■ Activity ■
Retype every entry in its entirety, without alteration.

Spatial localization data
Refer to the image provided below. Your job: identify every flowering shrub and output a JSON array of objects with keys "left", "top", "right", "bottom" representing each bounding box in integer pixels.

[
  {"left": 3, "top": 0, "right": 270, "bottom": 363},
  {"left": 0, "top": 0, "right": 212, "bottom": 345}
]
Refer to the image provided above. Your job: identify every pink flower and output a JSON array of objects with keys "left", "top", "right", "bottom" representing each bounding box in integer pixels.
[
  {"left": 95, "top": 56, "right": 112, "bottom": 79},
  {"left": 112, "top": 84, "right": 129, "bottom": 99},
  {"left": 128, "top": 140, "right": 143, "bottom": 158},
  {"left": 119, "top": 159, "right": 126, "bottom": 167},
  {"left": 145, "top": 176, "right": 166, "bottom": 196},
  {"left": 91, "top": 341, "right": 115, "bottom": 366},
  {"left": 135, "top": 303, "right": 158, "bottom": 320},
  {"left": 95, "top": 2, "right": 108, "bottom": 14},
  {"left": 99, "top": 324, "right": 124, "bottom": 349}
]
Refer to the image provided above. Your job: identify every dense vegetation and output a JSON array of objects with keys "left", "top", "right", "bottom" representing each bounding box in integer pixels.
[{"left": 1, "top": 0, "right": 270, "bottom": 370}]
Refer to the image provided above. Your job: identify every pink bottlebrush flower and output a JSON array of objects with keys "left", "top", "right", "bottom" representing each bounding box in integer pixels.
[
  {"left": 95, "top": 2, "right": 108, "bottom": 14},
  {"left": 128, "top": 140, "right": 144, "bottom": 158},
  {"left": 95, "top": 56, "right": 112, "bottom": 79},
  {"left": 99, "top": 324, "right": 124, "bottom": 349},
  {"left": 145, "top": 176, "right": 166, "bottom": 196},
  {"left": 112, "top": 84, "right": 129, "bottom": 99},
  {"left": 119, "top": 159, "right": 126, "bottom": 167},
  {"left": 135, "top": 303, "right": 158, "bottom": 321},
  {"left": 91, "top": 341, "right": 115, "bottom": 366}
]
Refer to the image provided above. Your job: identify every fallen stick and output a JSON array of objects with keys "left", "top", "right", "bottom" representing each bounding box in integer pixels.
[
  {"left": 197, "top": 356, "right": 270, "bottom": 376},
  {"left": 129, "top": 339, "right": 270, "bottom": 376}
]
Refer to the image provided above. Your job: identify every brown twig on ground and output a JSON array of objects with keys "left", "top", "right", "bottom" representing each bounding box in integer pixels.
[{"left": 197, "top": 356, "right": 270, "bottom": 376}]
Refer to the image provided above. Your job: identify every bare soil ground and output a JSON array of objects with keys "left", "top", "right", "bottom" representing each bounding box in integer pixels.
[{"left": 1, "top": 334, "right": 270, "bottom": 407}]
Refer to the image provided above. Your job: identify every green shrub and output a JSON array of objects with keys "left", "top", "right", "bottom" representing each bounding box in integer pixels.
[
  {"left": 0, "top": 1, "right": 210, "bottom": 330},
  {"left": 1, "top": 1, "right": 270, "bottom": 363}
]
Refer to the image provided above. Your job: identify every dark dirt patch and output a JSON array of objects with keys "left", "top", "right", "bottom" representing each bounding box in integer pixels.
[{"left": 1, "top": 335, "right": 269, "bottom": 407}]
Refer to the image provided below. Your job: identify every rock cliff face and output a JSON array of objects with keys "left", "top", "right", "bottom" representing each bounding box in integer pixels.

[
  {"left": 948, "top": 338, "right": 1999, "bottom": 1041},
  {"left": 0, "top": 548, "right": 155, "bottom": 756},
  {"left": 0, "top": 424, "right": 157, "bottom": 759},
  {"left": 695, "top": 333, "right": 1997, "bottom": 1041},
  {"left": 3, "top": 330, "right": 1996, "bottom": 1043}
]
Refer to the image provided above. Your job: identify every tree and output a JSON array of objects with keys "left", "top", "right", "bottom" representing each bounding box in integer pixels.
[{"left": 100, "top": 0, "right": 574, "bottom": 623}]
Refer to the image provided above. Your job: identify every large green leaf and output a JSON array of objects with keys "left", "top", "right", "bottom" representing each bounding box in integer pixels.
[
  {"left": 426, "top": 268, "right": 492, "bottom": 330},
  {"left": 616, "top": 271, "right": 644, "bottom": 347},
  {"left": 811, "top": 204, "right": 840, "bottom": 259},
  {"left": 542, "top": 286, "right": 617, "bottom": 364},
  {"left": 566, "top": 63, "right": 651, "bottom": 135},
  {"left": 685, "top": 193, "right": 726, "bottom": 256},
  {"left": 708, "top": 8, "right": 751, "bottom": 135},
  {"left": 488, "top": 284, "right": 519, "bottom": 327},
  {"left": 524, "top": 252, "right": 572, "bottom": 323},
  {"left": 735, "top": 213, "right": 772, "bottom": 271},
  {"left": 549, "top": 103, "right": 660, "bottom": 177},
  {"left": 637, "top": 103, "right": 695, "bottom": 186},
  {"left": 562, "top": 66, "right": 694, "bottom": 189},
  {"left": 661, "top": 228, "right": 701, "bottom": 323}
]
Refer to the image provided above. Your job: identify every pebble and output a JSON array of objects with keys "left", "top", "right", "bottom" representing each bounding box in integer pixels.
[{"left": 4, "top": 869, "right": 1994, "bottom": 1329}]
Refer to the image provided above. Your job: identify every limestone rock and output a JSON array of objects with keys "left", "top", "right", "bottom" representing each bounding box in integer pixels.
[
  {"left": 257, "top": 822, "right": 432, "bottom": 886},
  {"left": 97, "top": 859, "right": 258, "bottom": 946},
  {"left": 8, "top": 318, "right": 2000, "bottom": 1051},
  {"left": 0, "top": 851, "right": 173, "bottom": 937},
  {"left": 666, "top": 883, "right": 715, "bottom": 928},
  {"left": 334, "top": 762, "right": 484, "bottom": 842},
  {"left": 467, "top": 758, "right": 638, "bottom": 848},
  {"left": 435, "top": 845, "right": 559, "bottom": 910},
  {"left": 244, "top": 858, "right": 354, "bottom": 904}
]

■ Exercise response ■
Refer to the image provided below. Your job: identify every flowering shrub and output a JSON array of objects with keys "left", "top", "right", "bottom" representing each bounding box in integer pixels.

[
  {"left": 3, "top": 0, "right": 270, "bottom": 363},
  {"left": 0, "top": 0, "right": 212, "bottom": 345}
]
Refer to the image provided above. Your job: identify every pink flower and output a JSON array of objects with keys "left", "top", "right", "bottom" representing each bounding box in integer pixels.
[
  {"left": 95, "top": 56, "right": 112, "bottom": 79},
  {"left": 112, "top": 84, "right": 129, "bottom": 99},
  {"left": 128, "top": 140, "right": 143, "bottom": 158},
  {"left": 119, "top": 159, "right": 126, "bottom": 167},
  {"left": 145, "top": 176, "right": 166, "bottom": 196},
  {"left": 91, "top": 341, "right": 115, "bottom": 366},
  {"left": 135, "top": 303, "right": 158, "bottom": 320},
  {"left": 95, "top": 2, "right": 108, "bottom": 14},
  {"left": 99, "top": 324, "right": 124, "bottom": 349}
]
Refer to the image provided above. Your job: identify every dense vegetation and output a JSON array of objects with keys "left", "top", "right", "bottom" representing each bounding box in integer pixels.
[{"left": 1, "top": 0, "right": 270, "bottom": 370}]
Refer to the image provided above. Your job: identify every pink bottlebrush flower and output a JSON array of objects with keys "left", "top", "right", "bottom" representing each bounding box in integer pixels.
[
  {"left": 95, "top": 2, "right": 108, "bottom": 14},
  {"left": 128, "top": 140, "right": 144, "bottom": 158},
  {"left": 95, "top": 56, "right": 112, "bottom": 79},
  {"left": 99, "top": 324, "right": 124, "bottom": 349},
  {"left": 145, "top": 176, "right": 166, "bottom": 196},
  {"left": 112, "top": 84, "right": 129, "bottom": 99},
  {"left": 119, "top": 159, "right": 126, "bottom": 167},
  {"left": 135, "top": 303, "right": 158, "bottom": 321},
  {"left": 91, "top": 341, "right": 115, "bottom": 366}
]
Refer to the image provided above. Your job: identify every fallen stick and output a JSON array of objects with keys "left", "top", "right", "bottom" representing each bounding box in integer pixels.
[
  {"left": 197, "top": 356, "right": 270, "bottom": 376},
  {"left": 129, "top": 339, "right": 270, "bottom": 376}
]
Refer to the image provided above. Your job: identify every brown twig on ground and output a JSON array of objects with keys "left", "top", "right", "bottom" representing each bounding box in integer pixels.
[{"left": 197, "top": 356, "right": 270, "bottom": 376}]
Refer to the image provided above. Your job: identify every bare soil ground and output a JSON array of objects with keys "left", "top", "right", "bottom" representing each bounding box in integer pixels.
[{"left": 1, "top": 334, "right": 270, "bottom": 407}]
Refer to the image provided above. Your job: identify every green shrub and output a JSON array of objects with keys "left", "top", "right", "bottom" representing each bounding box in integer pixels.
[
  {"left": 0, "top": 1, "right": 210, "bottom": 330},
  {"left": 1, "top": 1, "right": 270, "bottom": 363}
]
Refer to the image provided above. Your job: identify every dark dirt patch and output a JSON array of objects with keys "left", "top", "right", "bottom" representing each bounding box in integer pixels.
[{"left": 1, "top": 335, "right": 269, "bottom": 407}]
Refer to the image provided below. Your job: identify every rock cliff face and output a JSON array of objects with keys "left", "top", "right", "bottom" representing each bounding box in integer pixels.

[
  {"left": 948, "top": 338, "right": 1999, "bottom": 1041},
  {"left": 0, "top": 548, "right": 155, "bottom": 756},
  {"left": 0, "top": 424, "right": 157, "bottom": 759},
  {"left": 695, "top": 333, "right": 1997, "bottom": 1041},
  {"left": 3, "top": 330, "right": 1996, "bottom": 1043}
]
Refer to the image provided above. Your job: identify every tree and output a JSON array of objects with keys "left", "top", "right", "bottom" representing each bounding box in integer pixels.
[{"left": 100, "top": 0, "right": 574, "bottom": 623}]
Refer to the image provided above. Your job: identify every large green leaf and output a JSON array of objects with keys "left", "top", "right", "bottom" representing each bounding box in integer pixels.
[
  {"left": 426, "top": 268, "right": 492, "bottom": 330},
  {"left": 616, "top": 271, "right": 644, "bottom": 347},
  {"left": 811, "top": 204, "right": 840, "bottom": 259},
  {"left": 542, "top": 286, "right": 617, "bottom": 364},
  {"left": 566, "top": 63, "right": 651, "bottom": 135},
  {"left": 685, "top": 193, "right": 726, "bottom": 256},
  {"left": 708, "top": 8, "right": 751, "bottom": 135},
  {"left": 488, "top": 284, "right": 519, "bottom": 327},
  {"left": 524, "top": 252, "right": 572, "bottom": 323},
  {"left": 735, "top": 213, "right": 772, "bottom": 271},
  {"left": 549, "top": 103, "right": 660, "bottom": 177},
  {"left": 637, "top": 103, "right": 695, "bottom": 186},
  {"left": 562, "top": 66, "right": 694, "bottom": 189},
  {"left": 661, "top": 228, "right": 701, "bottom": 323}
]
Refer to the image provided above. Your job: identify every pebble and output a JSON array of objects with keys "left", "top", "right", "bottom" representing each bounding box in integer pixels.
[{"left": 4, "top": 869, "right": 1994, "bottom": 1329}]
Refer to the image provided above. Your job: identify every limestone rock and output a JSON array of objects with keys "left", "top", "right", "bottom" representing each bounding box in integer pixels.
[
  {"left": 257, "top": 822, "right": 432, "bottom": 886},
  {"left": 97, "top": 859, "right": 258, "bottom": 946},
  {"left": 8, "top": 318, "right": 2000, "bottom": 1051},
  {"left": 0, "top": 851, "right": 173, "bottom": 937},
  {"left": 666, "top": 883, "right": 715, "bottom": 928},
  {"left": 334, "top": 762, "right": 484, "bottom": 842},
  {"left": 467, "top": 758, "right": 638, "bottom": 848},
  {"left": 435, "top": 845, "right": 559, "bottom": 910},
  {"left": 244, "top": 858, "right": 354, "bottom": 904}
]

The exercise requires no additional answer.